## START Source

So after I finished with the series I quickly picked up Simon’s book and read it cover to cover. The differences between the two trips were so immense that they are almost incomparable. Simon traveled around the world for nearly four years and covered all the major Continents. What is even more impressive is that he did it in the mid-1970s amidst much political upheaval all over the world riding a less than reliable (by modern standards)Triumph Tiger named Jupiter. The 500cc bike does prove to be pretty durable given the excruciating tasks it’s put through, but as Simon quickly finds out his four year adventure over deserts, mountains and oceans takes its toll on the machine. Several times he has to rebuild the motor on the side of the road or have parts sent in to completely overhaul the bike. Electrical gremlins rear their head and he seems to be constantly battling the problem of how to store his gear properly. With a heavily loaded motorbike Simon also finds out that control, particularly on rough roads isn’t easy, and after several spills he also figures out that he has to completely unpack his bike in order to upright it. Add to that the fact that he has constant trouble with border crossings, theft, weather and the local police and it makes for a pretty entertaining story.

## END Source
## START Items

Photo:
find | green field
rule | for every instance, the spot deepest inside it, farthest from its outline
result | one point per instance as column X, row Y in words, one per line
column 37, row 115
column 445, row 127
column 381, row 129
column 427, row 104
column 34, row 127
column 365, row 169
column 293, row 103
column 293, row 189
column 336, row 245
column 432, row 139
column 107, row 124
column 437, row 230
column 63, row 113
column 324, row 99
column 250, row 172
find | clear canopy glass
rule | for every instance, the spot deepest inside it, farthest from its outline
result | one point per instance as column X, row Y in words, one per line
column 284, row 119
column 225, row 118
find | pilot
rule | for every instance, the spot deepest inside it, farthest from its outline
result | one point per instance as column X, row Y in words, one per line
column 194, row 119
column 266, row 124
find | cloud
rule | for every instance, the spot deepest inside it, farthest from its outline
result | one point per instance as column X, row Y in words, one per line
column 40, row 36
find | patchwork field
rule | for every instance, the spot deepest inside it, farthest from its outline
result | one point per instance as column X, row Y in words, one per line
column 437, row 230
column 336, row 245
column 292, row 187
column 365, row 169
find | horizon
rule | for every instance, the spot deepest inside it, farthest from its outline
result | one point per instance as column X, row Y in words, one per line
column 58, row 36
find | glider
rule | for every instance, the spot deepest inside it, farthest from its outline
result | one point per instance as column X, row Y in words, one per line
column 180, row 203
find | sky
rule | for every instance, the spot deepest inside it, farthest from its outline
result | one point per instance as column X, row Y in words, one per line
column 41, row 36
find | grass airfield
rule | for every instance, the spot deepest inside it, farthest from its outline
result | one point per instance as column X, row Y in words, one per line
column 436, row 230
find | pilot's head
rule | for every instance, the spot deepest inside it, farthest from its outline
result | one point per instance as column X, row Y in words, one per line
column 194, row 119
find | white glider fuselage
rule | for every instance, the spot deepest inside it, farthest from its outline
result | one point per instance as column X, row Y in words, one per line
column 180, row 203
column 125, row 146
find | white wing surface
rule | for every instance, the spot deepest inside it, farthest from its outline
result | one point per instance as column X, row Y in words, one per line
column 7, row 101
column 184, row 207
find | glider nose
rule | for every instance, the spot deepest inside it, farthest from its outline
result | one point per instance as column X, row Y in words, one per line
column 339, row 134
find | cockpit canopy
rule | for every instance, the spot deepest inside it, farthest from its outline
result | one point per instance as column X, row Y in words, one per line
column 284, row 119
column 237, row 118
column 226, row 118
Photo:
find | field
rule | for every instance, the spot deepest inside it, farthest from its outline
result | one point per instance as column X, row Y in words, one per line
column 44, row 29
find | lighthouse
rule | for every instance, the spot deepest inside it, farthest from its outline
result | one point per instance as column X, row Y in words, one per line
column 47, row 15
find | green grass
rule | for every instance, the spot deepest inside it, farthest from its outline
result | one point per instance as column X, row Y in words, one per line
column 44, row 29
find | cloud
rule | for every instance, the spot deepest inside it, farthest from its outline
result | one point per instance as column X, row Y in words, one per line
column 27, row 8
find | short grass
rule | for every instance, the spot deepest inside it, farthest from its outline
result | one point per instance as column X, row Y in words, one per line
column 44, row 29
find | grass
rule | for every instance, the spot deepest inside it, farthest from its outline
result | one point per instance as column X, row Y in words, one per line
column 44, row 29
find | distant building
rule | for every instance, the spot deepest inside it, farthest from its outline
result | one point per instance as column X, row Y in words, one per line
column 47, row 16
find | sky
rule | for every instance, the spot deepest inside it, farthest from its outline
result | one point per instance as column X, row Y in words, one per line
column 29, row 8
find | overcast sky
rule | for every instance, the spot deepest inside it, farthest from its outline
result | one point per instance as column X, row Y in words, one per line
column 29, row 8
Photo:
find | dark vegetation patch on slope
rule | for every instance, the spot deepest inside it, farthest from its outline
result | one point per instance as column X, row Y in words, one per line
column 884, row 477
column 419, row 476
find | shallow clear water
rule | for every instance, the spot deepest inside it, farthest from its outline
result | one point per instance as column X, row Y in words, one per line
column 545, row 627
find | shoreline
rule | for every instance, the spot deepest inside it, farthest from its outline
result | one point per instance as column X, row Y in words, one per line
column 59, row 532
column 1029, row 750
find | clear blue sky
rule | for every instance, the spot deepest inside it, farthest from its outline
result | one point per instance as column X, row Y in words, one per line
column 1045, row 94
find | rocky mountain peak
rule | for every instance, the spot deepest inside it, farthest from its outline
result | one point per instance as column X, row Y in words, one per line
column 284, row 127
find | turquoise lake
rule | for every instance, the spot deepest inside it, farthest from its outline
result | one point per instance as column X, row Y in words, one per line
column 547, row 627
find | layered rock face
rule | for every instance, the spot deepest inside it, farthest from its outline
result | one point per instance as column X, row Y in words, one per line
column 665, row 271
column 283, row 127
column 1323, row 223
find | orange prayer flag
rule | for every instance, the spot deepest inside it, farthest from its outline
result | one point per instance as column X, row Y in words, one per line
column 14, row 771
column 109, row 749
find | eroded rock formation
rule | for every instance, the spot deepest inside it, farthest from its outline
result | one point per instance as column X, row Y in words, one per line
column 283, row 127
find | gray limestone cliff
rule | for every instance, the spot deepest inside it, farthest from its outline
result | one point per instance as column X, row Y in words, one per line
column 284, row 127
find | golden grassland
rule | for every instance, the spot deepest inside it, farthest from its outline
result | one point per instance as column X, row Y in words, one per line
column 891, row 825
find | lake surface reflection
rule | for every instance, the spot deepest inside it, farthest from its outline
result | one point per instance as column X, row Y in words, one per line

## END Items

■ The tasks
• 1. In the passage on Simon's round-the-world motorcycle trip, what name did he give his Triumph Tiger?
• 2. Carry on the passage about Simon's motorcycle journey, picking up right after its final sentence.

■ Answers below
• 1. Jupiter.

• 2.
Nearly 30 years later Simon is still riding motorcycles all over the world.

Simon, a British journalist, was able to capture his adventure quite compellingly. Although arrogant and out of touch at times he was able to justify his emotions and actions nicely and give the impression that indeed this was a real adventure not some made up piece of fiction. Seeing him deal with culture shock, and give in to the temptation to stay in nice hotels instead of rough it, where things that upset me at first. But as I thought back on the time I spent traveling I realized that if I had enough money I would have opted for luxury as well. While the tales of the bike braking down, and the countries he passes through are interesting, I felt the best part of the book was how he delved into his own psyche looking for the reasons and struggling to deal with his emotions. He does an excellent job of explaining that while the 4 year trip was difficult, it was even more difficult to end the trip and try to reacclimatize to normal life.


Simon’s Triumph was not unlike this one, just a lot more worn and dirty.

I recommend this book to any future travelers or people who need some extra motivation to go see the world. It is an excellent read.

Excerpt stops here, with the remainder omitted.